◆ **TEXTE À LIRE**
Bande à part
Jean-Luc Godard
par Bruno Dequen
Profitant d’une magnifique restauration effectuée en 2010, Criterion sort, quelques mois à peine après Weekend, l’un des films les plus universellement appréciés du jeune Godard. Sorti à peine un an après Les Carabiniers et Le Mépris, Bande à part fut perçu à l’époque comme une pause ludique pour le jeune cinéaste hyperactif. Une sorte d’À bout de souffle 2, une comédie douce-amère sur fond de polar série B (le film est très librement adapté d’un roman noir de Dolores Hitchens). Il est certain que les nombreuses scènes mythiques du film, telles la danse du Madison dans le café, la visite accélérée du Louvre ou le cours d’anglais désopilant, ont joué un rôle majeur dans la réception du film. Godard lui-même, dans une entrevue d’époque incluse dans le livret de l’édition, affirme qu’il a voulu faire un film beaucoup plus « compréhensible » que ses deux films précédents. Un film qui n’effraie pas les producteurs, selon lui. Mission réussie, pourrait-on dire, puisque le film demeure à ce jour l’une des œuvres des années 1960 les plus citées et appréciées aux États-Unis, poussant même Tarantino à emprunter son fameux titre pour nommer sa propre maison de production.
Paradoxalement, derrière les quelques clins d’œil à la culture populaire anglophone (Billy the Kid, Shakespeare), Bande à part est probablement l’un des films les plus profondément français de Godard. Il comporte un nombre incroyable de citations et d’allusions qui font référence au contexte de l’époque (blagues inspirées de publicités, de boutiques), mais qui sont surtout inspirées de la poésie. Rimbaud, Queneau et Aragon sont les véritables pères spirituels d’un film qui réussit finalement à opérer ce grand écart si godardien entre le pur jeu antiréaliste et le constat infiniment triste d’une culture qui disparaît.

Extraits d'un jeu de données
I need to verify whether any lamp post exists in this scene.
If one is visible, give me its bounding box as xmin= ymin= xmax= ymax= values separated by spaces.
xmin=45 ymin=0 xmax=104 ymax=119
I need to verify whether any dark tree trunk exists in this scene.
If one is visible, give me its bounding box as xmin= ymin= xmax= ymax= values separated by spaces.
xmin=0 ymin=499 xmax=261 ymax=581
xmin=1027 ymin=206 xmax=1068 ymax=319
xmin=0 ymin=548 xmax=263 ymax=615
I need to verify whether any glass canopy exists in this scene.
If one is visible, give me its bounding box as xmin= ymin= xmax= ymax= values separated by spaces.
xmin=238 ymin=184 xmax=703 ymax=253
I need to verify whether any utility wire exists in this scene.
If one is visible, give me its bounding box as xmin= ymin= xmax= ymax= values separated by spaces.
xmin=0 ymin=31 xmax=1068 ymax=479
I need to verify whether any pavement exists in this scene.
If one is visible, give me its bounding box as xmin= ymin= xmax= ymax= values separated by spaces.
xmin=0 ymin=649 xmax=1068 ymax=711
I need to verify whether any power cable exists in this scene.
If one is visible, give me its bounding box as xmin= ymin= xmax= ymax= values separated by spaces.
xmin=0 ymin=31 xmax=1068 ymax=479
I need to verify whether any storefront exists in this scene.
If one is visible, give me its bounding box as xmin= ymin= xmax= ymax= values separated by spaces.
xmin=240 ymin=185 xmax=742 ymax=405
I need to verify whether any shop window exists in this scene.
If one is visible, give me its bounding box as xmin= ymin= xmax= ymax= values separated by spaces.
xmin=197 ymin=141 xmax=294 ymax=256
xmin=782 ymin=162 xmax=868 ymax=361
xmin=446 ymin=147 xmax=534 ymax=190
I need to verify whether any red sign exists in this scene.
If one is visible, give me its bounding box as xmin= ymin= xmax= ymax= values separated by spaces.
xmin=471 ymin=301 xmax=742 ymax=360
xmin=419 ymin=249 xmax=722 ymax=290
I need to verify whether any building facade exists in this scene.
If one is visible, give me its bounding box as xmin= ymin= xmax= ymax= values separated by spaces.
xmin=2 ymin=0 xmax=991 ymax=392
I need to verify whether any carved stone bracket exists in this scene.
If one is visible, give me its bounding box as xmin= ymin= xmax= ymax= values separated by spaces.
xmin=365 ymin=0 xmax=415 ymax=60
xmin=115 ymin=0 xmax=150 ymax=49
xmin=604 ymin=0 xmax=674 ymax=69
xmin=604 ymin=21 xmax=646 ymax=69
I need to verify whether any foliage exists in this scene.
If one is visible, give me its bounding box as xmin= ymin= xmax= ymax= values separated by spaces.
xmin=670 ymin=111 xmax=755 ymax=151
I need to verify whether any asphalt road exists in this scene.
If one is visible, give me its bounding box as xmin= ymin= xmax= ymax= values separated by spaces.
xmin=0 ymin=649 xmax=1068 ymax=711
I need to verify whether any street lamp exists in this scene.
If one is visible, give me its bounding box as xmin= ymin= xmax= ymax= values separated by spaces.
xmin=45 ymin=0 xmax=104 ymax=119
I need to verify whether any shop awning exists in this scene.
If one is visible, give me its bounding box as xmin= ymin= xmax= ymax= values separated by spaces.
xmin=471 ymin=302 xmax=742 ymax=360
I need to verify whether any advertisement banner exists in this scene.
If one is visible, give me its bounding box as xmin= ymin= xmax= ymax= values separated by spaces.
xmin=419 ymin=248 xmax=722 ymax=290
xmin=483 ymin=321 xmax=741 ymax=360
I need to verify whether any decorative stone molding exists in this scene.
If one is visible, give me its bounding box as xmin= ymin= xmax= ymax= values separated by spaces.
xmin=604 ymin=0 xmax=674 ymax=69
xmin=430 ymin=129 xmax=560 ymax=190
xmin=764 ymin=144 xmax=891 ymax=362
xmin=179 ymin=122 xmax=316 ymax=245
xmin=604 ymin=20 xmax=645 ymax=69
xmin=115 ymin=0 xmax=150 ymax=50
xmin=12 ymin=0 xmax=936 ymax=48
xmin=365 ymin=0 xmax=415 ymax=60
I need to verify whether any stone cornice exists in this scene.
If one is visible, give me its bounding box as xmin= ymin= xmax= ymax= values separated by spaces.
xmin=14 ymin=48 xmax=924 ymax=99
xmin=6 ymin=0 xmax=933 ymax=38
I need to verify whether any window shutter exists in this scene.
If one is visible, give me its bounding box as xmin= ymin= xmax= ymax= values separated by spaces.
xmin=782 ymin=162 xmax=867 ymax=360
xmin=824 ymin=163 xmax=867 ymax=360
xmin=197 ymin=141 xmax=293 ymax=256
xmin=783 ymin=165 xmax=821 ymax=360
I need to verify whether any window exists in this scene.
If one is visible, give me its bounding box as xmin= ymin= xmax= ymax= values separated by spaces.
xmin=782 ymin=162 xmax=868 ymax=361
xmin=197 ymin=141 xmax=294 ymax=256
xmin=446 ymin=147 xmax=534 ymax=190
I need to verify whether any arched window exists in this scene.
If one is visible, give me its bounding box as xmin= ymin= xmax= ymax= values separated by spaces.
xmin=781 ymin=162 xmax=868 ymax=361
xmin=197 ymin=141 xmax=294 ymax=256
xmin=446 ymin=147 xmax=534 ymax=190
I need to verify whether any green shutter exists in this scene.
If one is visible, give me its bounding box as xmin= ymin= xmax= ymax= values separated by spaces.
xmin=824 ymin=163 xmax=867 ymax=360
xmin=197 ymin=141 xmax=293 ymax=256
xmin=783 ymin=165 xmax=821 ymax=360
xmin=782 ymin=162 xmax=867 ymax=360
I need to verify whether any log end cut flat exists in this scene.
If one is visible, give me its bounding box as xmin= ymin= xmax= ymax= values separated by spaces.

◆ **CONSIGNE**
Recopiez le texte sur Bande à part depuis « Paradoxalement, derrière les » jusqu'à « culture qui disparaît. » inclus. Les entrées n'ont aucun lien avec le texte sur Bande à part.

◆ **RÉSULTAT OBTENU**
Paradoxalement, derrière les quelques clins d’œil à la culture populaire anglophone (Billy the Kid, Shakespeare), Bande à part est probablement l’un des films les plus profondément français de Godard. Il comporte un nombre incroyable de citations et d’allusions qui font référence au contexte de l’époque (blagues inspirées de publicités, de boutiques), mais qui sont surtout inspirées de la poésie. Rimbaud, Queneau et Aragon sont les véritables pères spirituels d’un film qui réussit finalement à opérer ce grand écart si godardien entre le pur jeu antiréaliste et le constat infiniment triste d’une culture qui disparaît.